__Excerpted text__
ByteIO Working Group session at GGF14
11.00 - 12.30, 29/6/05

15 attendees

Minutes
--------
* Introduction
	- Next telecon is on the 12th of July, 2005
	- Why was write included?
		-- The hard part is consistency
		-- Not part of the scope.  You can have something like
		   advisory locking outside of the ByteIO interfaces
* Use Cases: Files
	- SAGA has found that it's often useful for the writer of a use
	  case to be able to propose api
	- GridFTP is an example of a very successful "grid" service
	  what is the advantage of byteio over gridftp?
		-- GridFTP folks have no problem with idea of a ByteIO 
		   interface which uses GridFTP underneath
	- Does stream also include push model?
		-- no, it doesn't, it's just a standard request for 
		   data from a stream i.e. you may only get back Y bytes
 		   even though you requested X bytes
	- What is RNS? 
		-- Resource Namespace Service (see GFS-WG)
	- We need to go back and add the write point of view to 
	  file use cases
	- Two issues bundled in streams: sessions (to amortise cost of    	
	  open over many operations) - can you overcome repeated 	  authentication/authorisation overheads though?
		-- somewhat implementation dependant
		-- authorisation using X509 is a issue for sessionless 		   		   access as you may need to parse every time
		-- when caching used to amortise cost, effectively 
		   have sessions underneath 
		-- connection caching gives perf. benefits in GridFTP
		-- implementors can choose to implement either session 
		   or sessionless as required
		-- don't expect that Client API is always sessionless
		   as well (client has the smarts)

__Instruction A__
Translate this sentence from the ByteIO session minutes into Spanish: "We need to go back and add the write point of view to file use cases."
__Instruction B__
Write the next part of the ByteIO session minutes, picking up after their last line.
The records have nothing to do with the minutes.

__Material provided__

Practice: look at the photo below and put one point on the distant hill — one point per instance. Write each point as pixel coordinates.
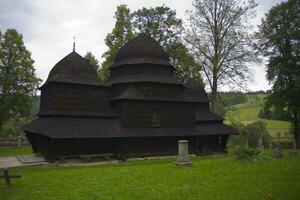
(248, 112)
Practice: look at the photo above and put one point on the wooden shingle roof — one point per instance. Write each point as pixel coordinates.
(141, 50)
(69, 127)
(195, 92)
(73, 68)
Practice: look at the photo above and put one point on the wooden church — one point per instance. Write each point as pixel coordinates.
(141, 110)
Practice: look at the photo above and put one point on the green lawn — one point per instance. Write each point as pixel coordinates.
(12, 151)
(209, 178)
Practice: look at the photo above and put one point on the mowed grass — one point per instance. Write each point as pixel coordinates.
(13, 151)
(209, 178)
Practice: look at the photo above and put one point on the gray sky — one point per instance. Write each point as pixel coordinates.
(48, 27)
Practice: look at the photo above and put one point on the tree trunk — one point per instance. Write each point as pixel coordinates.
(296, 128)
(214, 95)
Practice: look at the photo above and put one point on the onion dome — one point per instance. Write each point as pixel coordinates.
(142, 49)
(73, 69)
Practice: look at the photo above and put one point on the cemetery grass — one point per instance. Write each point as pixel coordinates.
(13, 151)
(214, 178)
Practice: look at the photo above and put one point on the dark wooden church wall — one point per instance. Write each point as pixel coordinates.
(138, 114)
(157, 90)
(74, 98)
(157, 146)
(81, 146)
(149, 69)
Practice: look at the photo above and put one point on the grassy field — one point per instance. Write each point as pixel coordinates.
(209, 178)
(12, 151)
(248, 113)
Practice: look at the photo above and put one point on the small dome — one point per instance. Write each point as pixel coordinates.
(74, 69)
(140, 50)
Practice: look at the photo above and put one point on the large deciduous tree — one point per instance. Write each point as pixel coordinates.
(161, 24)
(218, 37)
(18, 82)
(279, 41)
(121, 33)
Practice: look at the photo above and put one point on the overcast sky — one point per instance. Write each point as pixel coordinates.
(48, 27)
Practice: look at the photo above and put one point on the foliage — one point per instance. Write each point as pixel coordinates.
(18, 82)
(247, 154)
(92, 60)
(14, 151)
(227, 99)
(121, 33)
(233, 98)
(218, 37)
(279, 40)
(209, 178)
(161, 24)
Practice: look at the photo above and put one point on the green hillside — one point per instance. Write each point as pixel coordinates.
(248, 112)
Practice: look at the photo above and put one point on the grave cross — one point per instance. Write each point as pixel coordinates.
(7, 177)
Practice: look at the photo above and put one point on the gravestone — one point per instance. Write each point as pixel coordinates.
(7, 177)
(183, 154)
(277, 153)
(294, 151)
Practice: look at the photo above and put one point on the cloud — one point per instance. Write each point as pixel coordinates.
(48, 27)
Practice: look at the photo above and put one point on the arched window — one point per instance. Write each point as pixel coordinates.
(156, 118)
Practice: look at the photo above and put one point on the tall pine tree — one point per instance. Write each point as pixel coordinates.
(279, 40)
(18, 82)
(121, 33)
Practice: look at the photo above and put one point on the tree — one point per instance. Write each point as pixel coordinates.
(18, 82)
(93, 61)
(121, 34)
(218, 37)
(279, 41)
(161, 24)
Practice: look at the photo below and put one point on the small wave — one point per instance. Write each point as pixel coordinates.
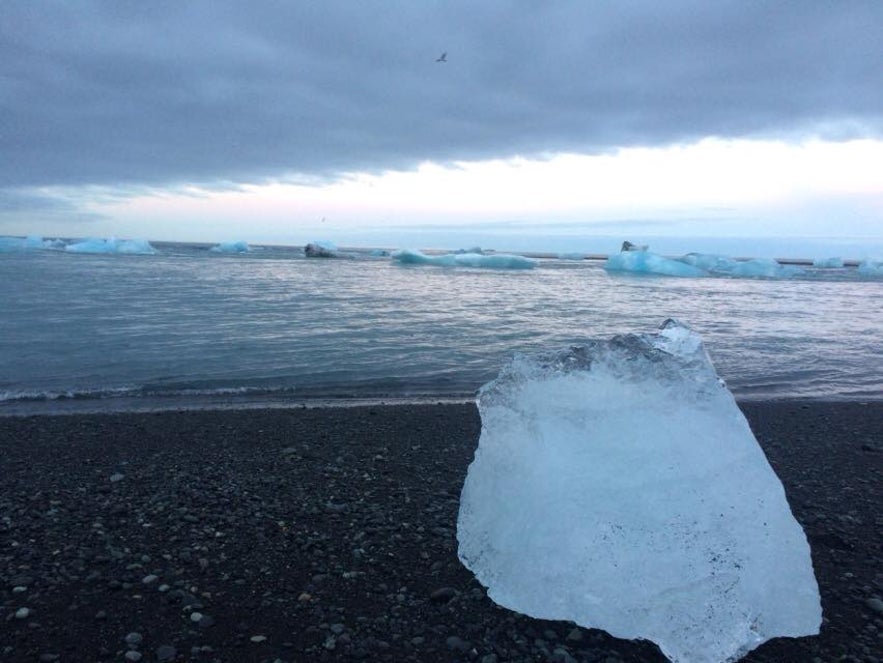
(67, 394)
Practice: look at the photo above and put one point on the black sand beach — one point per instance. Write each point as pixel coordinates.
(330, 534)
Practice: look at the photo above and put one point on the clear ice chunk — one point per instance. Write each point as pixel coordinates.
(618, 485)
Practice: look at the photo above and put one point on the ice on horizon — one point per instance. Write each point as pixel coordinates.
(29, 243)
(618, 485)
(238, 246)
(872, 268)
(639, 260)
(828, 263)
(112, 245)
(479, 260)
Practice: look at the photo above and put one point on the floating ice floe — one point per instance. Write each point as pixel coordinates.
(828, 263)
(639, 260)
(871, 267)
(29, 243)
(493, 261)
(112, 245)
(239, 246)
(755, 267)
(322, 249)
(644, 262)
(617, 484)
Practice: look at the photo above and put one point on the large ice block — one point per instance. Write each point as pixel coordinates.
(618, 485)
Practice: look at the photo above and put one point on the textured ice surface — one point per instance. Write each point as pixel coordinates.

__Final answer A__
Tenemos que volver y añadir el punto de vista de la escritura a los casos de uso de archivos.

__Final answer B__
* Use Cases: Database 
	- Asynchronous Query
		-- Similar to GridRPC
	- Simple and Complex Insert
	- Copying
* Interfaces
	- not trying to solve all IO problems right now
	- trying to get useful things out to groups now
	- added back in sessionable streamable interface as we think it's too important
	- Conceptual Interface IRandomByteIO
		-- all returns are void?
			--- come back to that
	- SAGA
		-- complex IO that many apps need
			--- read a byte seek a byte write a byte
			--- can cache
			--- but cost of doing all ops is more than bytes transferred
			--- could cluster ops
			--- or do scheduled read/write (readv and writev)
			--- or do patterns (e.g I want every second byte for n bytes)
			--- or highlevel e.g GridFTp eread/estore (complicated to setup though)
				---- out of scope for ByteIO (OGSA-D?)
			--- not sure it's the common case
				---- it is for visualisation
		-- not difficult to do e.g. scattered read/writes does the complication outweigh the benefits
		-- suggest wait til spec phase, if someone says we want these then just do it
		-- if there aren't use cases then don't implement it
			--- send in the SAGA use cases
		-- return from read is obvious
	- very difficult to write normative spec which fits all potential profiles e.g. could use BaseFault for WSRF
		-- need nonnormative doc which describes what we are trying to do
		-- additional documents which render the concept to a particular profile, which cover e.g. exceptions and return values 
	- is there QoS? How would you combine it?
		-- out of scope, look at OGSA-D
	- cleaner to have a separate truncate operation?
		-- can still truncAppend 0 bytes to acheive this
		-- more useful/efficient to have atomic truncAppend op
	- benefits for data going into SOAP, easy
		-- require base SOAP protocol
	- dataTransferMech QualifiedName is just a predefined string?
		-- look at BaseNotification, will define some in the group
		-- inclination to put in another spec, but service could come up with their own
	- Conceptual Interface IStreamableByteIO
		-- a non streamable resource, you're talking to the thing which has the bytes. destroy it, you conceptually destroy the bytes
		-- on streamable, if you destroy the stream notionally you don't destroy the bytes, you destroy stream
		-- "begining of a stream" is not defined (up to implementation). Don't require implementations to cahce forever.
	- seems incomplete without being able to open streams
		-- OGSA traditionally shies away from factories
	- could have a streamable ByteIO interface on a non-streamable object, hard to come up with single factory pattern which covers how you may want to open a resource e.g. additional information for telescope
		-- problem comes up because of the sheer variety of possible sources
		-- isn't everything at least streamable?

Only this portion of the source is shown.